# TASK OBJECTIVE
Extract exactly and only the lines of the data below, starting at the line with "of the onion" and stopping after the final line.

# MATERIAL PROVIDED
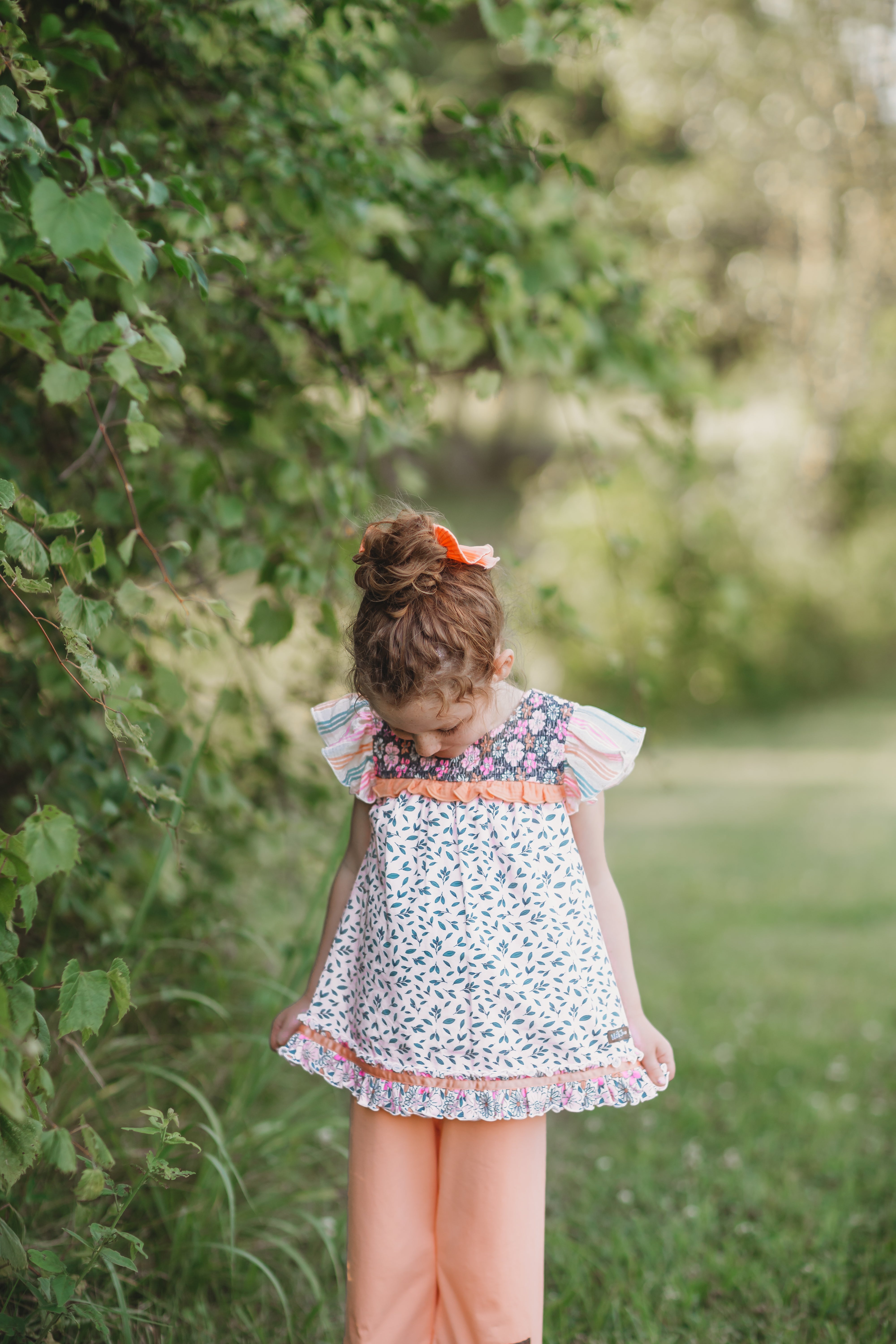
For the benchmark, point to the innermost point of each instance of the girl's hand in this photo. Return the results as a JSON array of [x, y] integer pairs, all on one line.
[[656, 1050], [287, 1022]]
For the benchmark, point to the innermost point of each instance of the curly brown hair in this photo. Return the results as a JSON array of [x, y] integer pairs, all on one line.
[[426, 626]]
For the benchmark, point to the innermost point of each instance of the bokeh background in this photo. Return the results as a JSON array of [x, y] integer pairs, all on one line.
[[661, 385]]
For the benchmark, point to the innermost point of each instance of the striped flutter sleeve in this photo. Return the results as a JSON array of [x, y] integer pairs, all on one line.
[[347, 729], [600, 752]]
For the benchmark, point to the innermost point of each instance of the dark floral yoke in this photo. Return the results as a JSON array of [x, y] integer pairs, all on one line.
[[531, 745]]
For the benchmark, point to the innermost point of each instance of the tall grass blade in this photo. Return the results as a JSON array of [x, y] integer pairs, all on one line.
[[123, 1306], [229, 1187], [267, 1272], [297, 1259]]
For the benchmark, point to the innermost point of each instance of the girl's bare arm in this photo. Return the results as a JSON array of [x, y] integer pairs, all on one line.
[[588, 829], [287, 1022]]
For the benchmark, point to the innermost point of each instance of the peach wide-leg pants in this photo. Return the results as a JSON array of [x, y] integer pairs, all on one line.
[[445, 1230]]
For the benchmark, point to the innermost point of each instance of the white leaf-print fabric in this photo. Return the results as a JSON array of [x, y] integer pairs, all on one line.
[[468, 978]]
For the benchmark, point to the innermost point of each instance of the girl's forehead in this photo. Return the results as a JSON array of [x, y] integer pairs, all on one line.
[[426, 714]]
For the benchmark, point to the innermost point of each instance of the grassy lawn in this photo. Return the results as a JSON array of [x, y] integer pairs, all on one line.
[[756, 1201]]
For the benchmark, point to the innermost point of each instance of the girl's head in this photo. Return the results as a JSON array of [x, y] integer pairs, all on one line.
[[428, 638]]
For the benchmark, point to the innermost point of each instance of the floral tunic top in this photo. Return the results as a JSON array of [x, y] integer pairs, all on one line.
[[468, 978]]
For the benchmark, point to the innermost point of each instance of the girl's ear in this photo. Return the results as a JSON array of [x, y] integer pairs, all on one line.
[[503, 666]]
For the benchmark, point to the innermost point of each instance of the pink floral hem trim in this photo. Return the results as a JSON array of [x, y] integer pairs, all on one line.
[[469, 1104]]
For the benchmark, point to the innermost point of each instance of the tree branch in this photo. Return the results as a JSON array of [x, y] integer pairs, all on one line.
[[129, 490], [96, 440]]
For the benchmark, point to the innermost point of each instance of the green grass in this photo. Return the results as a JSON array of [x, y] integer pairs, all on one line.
[[756, 1201]]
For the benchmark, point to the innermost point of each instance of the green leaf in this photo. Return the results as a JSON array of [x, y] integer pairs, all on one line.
[[9, 946], [123, 253], [97, 550], [132, 600], [52, 843], [25, 546], [185, 194], [269, 624], [81, 334], [222, 259], [116, 1259], [90, 1186], [96, 1147], [43, 1036], [19, 1144], [61, 550], [62, 384], [58, 1150], [123, 370], [29, 902], [127, 548], [328, 624], [9, 896], [61, 521], [84, 1311], [21, 998], [11, 1249], [47, 1261], [82, 614], [11, 1103], [142, 436], [82, 1001], [120, 982], [30, 510], [160, 349], [22, 322], [70, 225], [64, 1290], [18, 970]]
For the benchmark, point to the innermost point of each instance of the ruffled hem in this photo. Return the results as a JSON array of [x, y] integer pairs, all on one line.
[[472, 1103], [600, 753], [347, 728], [445, 791]]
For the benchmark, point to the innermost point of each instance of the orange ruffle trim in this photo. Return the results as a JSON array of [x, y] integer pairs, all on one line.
[[409, 1080], [506, 791]]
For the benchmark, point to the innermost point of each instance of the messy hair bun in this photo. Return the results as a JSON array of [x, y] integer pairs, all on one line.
[[400, 560], [428, 624]]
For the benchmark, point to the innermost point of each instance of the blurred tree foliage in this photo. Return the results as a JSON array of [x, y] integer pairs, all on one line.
[[238, 249], [747, 151]]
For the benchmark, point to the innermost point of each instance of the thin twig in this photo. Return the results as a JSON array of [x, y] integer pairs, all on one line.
[[85, 1060], [139, 528], [95, 442], [56, 654]]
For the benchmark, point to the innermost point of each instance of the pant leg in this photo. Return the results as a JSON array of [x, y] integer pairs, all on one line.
[[489, 1232], [393, 1183]]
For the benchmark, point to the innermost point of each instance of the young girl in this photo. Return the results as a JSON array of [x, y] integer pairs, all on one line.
[[475, 971]]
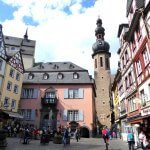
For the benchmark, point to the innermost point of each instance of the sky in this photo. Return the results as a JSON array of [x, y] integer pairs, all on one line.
[[64, 30]]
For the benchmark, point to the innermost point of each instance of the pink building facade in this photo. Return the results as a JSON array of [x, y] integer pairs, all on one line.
[[59, 94]]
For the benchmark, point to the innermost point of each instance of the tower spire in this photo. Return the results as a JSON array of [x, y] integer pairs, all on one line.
[[26, 34]]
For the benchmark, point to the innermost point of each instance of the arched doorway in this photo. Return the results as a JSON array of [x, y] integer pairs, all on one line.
[[84, 132]]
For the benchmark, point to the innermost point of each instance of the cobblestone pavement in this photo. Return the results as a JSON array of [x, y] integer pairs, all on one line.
[[83, 144]]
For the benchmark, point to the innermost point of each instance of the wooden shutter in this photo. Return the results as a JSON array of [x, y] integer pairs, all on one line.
[[33, 114], [65, 115], [65, 93], [81, 117], [81, 93], [35, 93]]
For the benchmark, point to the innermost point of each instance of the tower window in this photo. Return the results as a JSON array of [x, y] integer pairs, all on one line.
[[95, 63], [101, 61], [107, 63]]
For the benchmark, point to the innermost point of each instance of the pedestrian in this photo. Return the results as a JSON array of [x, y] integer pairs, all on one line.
[[105, 135], [130, 139], [77, 134], [114, 134], [65, 136]]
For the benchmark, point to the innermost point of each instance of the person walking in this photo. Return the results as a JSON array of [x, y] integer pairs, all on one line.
[[130, 139], [105, 136], [77, 134], [65, 136]]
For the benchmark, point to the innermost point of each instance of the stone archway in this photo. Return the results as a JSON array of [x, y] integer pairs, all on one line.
[[84, 132]]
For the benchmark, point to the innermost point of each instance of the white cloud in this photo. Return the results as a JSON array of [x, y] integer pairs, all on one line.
[[62, 37]]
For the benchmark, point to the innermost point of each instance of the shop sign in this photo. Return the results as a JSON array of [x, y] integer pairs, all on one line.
[[145, 112]]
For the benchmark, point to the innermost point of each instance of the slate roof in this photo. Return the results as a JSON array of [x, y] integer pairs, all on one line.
[[53, 69], [27, 46]]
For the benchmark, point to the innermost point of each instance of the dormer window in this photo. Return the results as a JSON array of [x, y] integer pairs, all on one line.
[[71, 66], [55, 67], [45, 76], [75, 76], [30, 76], [60, 76]]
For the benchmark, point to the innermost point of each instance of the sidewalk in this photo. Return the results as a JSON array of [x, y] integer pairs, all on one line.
[[118, 144], [83, 144]]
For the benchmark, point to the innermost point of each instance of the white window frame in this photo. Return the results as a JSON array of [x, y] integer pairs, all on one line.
[[145, 57], [73, 115], [6, 102], [16, 88], [9, 86], [12, 73], [13, 104], [139, 67]]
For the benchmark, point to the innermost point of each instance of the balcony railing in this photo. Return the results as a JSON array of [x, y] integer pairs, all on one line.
[[49, 101]]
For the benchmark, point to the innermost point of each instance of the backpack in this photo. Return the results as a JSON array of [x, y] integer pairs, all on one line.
[[130, 137]]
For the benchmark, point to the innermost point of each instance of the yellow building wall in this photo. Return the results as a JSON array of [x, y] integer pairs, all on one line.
[[10, 94]]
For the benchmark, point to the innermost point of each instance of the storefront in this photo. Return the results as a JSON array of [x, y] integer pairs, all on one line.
[[145, 126]]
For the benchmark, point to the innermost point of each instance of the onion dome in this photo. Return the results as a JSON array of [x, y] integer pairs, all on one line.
[[100, 45]]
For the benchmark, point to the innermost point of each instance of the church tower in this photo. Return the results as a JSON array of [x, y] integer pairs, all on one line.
[[101, 56]]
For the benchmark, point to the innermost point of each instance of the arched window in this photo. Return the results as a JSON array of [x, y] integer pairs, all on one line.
[[75, 75], [60, 76], [45, 76], [30, 76]]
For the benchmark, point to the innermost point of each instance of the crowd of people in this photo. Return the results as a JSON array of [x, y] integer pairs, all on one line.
[[107, 135], [26, 133]]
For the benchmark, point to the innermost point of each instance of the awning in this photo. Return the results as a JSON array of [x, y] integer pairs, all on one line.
[[14, 115]]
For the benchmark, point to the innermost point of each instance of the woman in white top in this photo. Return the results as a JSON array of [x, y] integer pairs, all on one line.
[[142, 138]]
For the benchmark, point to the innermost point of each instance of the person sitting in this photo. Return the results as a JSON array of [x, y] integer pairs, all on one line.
[[130, 139]]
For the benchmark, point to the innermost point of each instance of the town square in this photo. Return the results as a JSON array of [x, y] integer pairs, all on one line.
[[75, 74]]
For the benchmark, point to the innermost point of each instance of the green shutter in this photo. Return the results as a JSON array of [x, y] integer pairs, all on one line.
[[81, 93]]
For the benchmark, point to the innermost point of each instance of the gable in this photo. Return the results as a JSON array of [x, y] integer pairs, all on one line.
[[16, 62]]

# ANSWER IN FULL
For the benchmark, point to the innermost point of each instance of the onion dome in this photo. Return the results as a JSON array of [x, y] integer pairs, all on one line.
[[100, 45]]
For the benchmark, point to the innermost point of each instance of the church tower in this photo. Return the results as a JSON array of [x, y] integer pairs, all on one line.
[[101, 56]]
For the benchmark, point to the innermost point of each instance of the arched window in this photo. Return the results as a JSON array of [x, y] integer pairs, all on one line.
[[75, 75], [60, 76], [45, 76], [30, 76]]
For the benchmark, point to the innermost point of each instance of the crowd of people in this photo. Return the results as a JSON array of [x, y] integer pairs, all on one line.
[[107, 135], [26, 133]]
For the benchmark, point to the innermost point of each instance of the awning in this photo. Return the results as a JSON array of [x, y] integer pairs, all on one line.
[[14, 115]]
For the benchmark, point to the innermost point of each instance of the woman in white top in this photo. Return the results as a JSON array of [x, y] integer pairs, all on one line.
[[142, 138]]
For the benchmark, point to the innermost point of each instance of the person sitting in this photo. Return the results as a JSON array of [x, y] integer pairs, all on one line.
[[130, 139]]
For the benchmark, point to the innermost point of each instance of the town square in this photo. Return the results as a JSON array of [x, y] integer pairs, all on one line.
[[75, 74]]
For the benchmark, point to the innermost point of each instance of the green shutter in this photo. Return the results as a JSON array of [x, y] integer pairs, all on one line.
[[81, 93]]
For the benchmark, point to the innermost point of each instance of the gable in this photo. Return the results as a JSON array of [x, y] integer pairs, all on one line.
[[16, 62]]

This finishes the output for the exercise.